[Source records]
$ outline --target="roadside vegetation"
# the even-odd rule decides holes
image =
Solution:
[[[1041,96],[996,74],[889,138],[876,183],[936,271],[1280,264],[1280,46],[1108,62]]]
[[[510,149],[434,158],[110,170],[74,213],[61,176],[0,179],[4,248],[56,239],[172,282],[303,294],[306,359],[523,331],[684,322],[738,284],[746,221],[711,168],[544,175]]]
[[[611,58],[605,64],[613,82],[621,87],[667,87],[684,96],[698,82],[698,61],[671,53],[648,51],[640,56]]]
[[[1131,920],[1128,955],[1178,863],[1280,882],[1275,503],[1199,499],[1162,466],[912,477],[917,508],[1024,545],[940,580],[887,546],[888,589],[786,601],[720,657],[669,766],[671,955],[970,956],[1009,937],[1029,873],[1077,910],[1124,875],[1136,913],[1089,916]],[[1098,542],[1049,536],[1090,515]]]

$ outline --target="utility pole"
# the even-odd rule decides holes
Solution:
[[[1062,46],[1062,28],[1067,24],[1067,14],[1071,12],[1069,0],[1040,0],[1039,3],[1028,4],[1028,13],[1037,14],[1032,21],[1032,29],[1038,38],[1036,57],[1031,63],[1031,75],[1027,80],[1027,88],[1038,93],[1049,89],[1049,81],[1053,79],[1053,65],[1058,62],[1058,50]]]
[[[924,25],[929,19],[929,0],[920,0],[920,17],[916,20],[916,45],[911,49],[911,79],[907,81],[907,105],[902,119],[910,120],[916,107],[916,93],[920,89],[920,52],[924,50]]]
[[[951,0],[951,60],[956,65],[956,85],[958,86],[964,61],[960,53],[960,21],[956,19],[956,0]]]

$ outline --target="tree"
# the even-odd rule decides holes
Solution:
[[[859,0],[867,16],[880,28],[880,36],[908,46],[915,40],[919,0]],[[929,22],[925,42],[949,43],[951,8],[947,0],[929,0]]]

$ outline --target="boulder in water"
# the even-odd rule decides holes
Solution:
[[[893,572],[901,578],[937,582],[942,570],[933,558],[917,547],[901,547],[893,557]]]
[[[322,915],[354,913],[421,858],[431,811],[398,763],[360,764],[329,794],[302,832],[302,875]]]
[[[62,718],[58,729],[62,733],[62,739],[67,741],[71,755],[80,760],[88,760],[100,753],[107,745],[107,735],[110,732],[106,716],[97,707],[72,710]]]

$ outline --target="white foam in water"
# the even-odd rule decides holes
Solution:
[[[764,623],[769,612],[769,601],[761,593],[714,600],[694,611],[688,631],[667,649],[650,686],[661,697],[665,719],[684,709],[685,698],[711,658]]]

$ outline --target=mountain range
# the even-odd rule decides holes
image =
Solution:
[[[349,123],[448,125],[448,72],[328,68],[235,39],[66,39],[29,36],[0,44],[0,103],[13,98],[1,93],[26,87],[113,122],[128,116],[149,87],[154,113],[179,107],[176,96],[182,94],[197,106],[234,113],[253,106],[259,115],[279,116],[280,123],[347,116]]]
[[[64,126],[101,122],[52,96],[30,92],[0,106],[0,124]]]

Task brief:
Those lines of the records that contain the string "outline" should be identified and copied.

Solution to the problem:
$ outline --target="roadside vegetation"
$ outline --target="utility pole"
$ outline --target="tree"
$ outline --target="boulder in water"
$ outline --target="white foam in water"
$ outline --target=mountain range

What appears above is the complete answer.